### [Data]
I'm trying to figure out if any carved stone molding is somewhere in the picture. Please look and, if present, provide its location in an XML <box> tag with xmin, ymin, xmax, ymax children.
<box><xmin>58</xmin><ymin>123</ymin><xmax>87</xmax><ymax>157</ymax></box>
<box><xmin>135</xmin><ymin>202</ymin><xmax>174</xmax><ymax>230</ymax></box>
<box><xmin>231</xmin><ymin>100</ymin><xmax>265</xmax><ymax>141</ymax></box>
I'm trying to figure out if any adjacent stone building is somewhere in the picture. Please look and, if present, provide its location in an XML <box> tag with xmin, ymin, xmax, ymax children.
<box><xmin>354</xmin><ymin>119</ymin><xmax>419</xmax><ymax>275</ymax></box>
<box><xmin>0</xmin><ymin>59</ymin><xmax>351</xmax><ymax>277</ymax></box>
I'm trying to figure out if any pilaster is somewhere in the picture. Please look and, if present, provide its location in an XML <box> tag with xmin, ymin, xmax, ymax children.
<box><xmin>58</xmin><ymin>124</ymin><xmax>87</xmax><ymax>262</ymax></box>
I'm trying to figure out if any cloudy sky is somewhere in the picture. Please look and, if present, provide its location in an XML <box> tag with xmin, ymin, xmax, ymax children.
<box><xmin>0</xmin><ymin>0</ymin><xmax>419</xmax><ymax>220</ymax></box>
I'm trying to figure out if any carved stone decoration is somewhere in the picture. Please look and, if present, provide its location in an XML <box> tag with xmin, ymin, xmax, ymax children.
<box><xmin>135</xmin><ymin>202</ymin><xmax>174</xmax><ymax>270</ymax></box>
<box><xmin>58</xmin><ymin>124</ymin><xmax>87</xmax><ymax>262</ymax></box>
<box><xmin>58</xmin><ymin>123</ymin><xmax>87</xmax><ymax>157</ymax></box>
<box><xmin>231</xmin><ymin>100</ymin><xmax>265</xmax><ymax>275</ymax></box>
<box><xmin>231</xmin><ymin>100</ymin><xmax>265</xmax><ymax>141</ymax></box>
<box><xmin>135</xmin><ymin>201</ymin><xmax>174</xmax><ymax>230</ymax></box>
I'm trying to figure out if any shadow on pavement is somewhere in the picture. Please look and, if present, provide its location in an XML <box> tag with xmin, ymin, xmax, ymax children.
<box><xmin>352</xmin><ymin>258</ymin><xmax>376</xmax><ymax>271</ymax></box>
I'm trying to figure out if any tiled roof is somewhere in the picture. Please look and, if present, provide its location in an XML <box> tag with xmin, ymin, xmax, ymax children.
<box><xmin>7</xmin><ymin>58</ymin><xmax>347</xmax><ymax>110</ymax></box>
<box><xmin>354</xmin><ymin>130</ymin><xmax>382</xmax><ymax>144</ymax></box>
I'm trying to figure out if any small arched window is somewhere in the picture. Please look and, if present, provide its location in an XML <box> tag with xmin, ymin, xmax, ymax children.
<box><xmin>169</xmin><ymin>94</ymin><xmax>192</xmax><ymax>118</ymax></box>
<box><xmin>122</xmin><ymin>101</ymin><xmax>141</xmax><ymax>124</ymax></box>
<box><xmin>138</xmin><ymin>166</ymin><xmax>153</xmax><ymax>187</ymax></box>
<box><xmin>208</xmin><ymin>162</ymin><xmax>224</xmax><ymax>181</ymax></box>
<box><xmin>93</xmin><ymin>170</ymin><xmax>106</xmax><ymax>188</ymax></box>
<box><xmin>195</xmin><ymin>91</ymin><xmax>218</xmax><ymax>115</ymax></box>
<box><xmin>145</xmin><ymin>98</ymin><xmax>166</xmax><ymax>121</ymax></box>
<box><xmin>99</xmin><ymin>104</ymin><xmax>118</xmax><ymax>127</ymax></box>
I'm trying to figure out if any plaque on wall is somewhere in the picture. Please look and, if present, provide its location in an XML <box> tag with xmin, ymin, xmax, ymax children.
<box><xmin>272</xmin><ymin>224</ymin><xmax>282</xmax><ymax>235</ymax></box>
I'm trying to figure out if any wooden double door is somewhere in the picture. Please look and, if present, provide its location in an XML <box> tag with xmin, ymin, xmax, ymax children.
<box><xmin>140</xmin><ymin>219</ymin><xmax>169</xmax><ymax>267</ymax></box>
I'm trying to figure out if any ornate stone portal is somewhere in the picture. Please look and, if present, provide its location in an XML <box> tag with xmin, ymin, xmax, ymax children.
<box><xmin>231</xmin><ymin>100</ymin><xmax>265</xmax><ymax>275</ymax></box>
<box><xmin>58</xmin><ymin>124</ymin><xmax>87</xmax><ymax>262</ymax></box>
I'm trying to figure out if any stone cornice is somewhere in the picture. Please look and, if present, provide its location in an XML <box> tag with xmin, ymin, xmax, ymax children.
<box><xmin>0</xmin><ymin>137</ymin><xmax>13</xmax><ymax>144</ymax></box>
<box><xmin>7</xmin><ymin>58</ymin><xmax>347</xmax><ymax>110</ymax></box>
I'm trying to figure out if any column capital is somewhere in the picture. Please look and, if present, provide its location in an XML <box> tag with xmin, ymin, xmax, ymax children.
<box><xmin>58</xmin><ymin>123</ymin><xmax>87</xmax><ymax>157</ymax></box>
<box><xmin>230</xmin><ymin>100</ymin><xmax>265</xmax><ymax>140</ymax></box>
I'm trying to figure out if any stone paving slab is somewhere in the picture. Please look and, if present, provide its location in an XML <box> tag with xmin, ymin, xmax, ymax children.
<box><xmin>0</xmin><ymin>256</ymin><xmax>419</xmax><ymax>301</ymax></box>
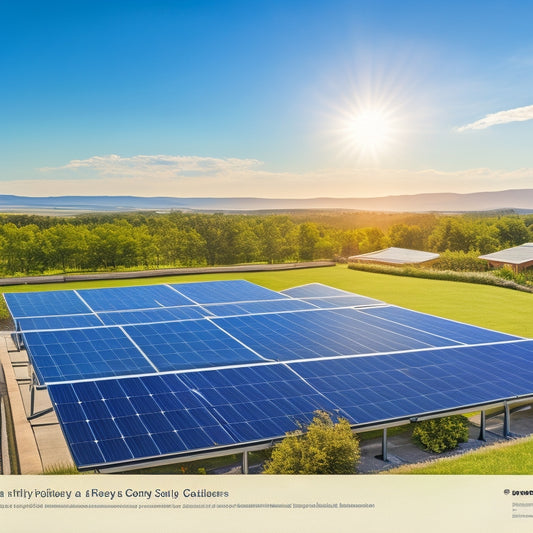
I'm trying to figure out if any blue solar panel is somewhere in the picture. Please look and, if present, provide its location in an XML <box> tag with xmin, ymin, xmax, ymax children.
<box><xmin>4</xmin><ymin>291</ymin><xmax>91</xmax><ymax>320</ymax></box>
<box><xmin>48</xmin><ymin>375</ymin><xmax>236</xmax><ymax>469</ymax></box>
<box><xmin>23</xmin><ymin>327</ymin><xmax>155</xmax><ymax>383</ymax></box>
<box><xmin>6</xmin><ymin>280</ymin><xmax>533</xmax><ymax>468</ymax></box>
<box><xmin>180</xmin><ymin>365</ymin><xmax>335</xmax><ymax>442</ymax></box>
<box><xmin>120</xmin><ymin>320</ymin><xmax>262</xmax><ymax>371</ymax></box>
<box><xmin>290</xmin><ymin>341</ymin><xmax>533</xmax><ymax>424</ymax></box>
<box><xmin>213</xmin><ymin>309</ymin><xmax>462</xmax><ymax>361</ymax></box>
<box><xmin>48</xmin><ymin>365</ymin><xmax>334</xmax><ymax>468</ymax></box>
<box><xmin>361</xmin><ymin>306</ymin><xmax>518</xmax><ymax>344</ymax></box>
<box><xmin>281</xmin><ymin>283</ymin><xmax>358</xmax><ymax>298</ymax></box>
<box><xmin>203</xmin><ymin>298</ymin><xmax>316</xmax><ymax>316</ymax></box>
<box><xmin>171</xmin><ymin>279</ymin><xmax>284</xmax><ymax>304</ymax></box>
<box><xmin>77</xmin><ymin>285</ymin><xmax>193</xmax><ymax>312</ymax></box>
<box><xmin>297</xmin><ymin>294</ymin><xmax>382</xmax><ymax>309</ymax></box>
<box><xmin>98</xmin><ymin>305</ymin><xmax>209</xmax><ymax>326</ymax></box>
<box><xmin>17</xmin><ymin>315</ymin><xmax>102</xmax><ymax>331</ymax></box>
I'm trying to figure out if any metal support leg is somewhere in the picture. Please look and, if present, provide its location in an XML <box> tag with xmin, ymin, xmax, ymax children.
<box><xmin>503</xmin><ymin>402</ymin><xmax>511</xmax><ymax>439</ymax></box>
<box><xmin>478</xmin><ymin>411</ymin><xmax>486</xmax><ymax>441</ymax></box>
<box><xmin>30</xmin><ymin>383</ymin><xmax>35</xmax><ymax>417</ymax></box>
<box><xmin>381</xmin><ymin>428</ymin><xmax>389</xmax><ymax>461</ymax></box>
<box><xmin>242</xmin><ymin>452</ymin><xmax>248</xmax><ymax>474</ymax></box>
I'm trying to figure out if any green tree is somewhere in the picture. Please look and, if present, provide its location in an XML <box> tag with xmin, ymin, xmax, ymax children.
<box><xmin>495</xmin><ymin>217</ymin><xmax>530</xmax><ymax>248</ymax></box>
<box><xmin>298</xmin><ymin>222</ymin><xmax>320</xmax><ymax>261</ymax></box>
<box><xmin>389</xmin><ymin>224</ymin><xmax>424</xmax><ymax>250</ymax></box>
<box><xmin>413</xmin><ymin>415</ymin><xmax>468</xmax><ymax>453</ymax></box>
<box><xmin>263</xmin><ymin>411</ymin><xmax>361</xmax><ymax>474</ymax></box>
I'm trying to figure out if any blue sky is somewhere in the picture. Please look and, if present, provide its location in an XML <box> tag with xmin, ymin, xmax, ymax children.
<box><xmin>0</xmin><ymin>0</ymin><xmax>533</xmax><ymax>198</ymax></box>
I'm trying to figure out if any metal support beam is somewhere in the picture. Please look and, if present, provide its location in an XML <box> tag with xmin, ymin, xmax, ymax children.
<box><xmin>242</xmin><ymin>450</ymin><xmax>248</xmax><ymax>474</ymax></box>
<box><xmin>477</xmin><ymin>411</ymin><xmax>487</xmax><ymax>441</ymax></box>
<box><xmin>30</xmin><ymin>383</ymin><xmax>35</xmax><ymax>417</ymax></box>
<box><xmin>503</xmin><ymin>402</ymin><xmax>511</xmax><ymax>439</ymax></box>
<box><xmin>381</xmin><ymin>428</ymin><xmax>389</xmax><ymax>461</ymax></box>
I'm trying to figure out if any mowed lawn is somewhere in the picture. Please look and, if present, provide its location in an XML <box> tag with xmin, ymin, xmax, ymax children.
<box><xmin>0</xmin><ymin>265</ymin><xmax>533</xmax><ymax>475</ymax></box>
<box><xmin>385</xmin><ymin>437</ymin><xmax>533</xmax><ymax>475</ymax></box>
<box><xmin>0</xmin><ymin>265</ymin><xmax>533</xmax><ymax>338</ymax></box>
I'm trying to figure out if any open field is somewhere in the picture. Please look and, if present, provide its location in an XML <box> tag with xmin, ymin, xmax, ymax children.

### [To be done]
Emit verbatim the lines running from the one with "I'm trying to figure out if any mowed" through the last line of the data, both endpoints inclusive.

### [Answer for this exercise]
I'm trying to figure out if any mowed lawn is somewhere in the picture. Please look and, if present, provide its location in an XML <box> tag with xmin, ymin, xmax, ymax children.
<box><xmin>0</xmin><ymin>265</ymin><xmax>533</xmax><ymax>475</ymax></box>
<box><xmin>385</xmin><ymin>437</ymin><xmax>533</xmax><ymax>475</ymax></box>
<box><xmin>0</xmin><ymin>265</ymin><xmax>533</xmax><ymax>338</ymax></box>
I'm trying to figure out if any open field is somewhere in the picture. Please look and, if present, provide its location in an XML <box> tag with xmin, ymin, xmax, ymax children.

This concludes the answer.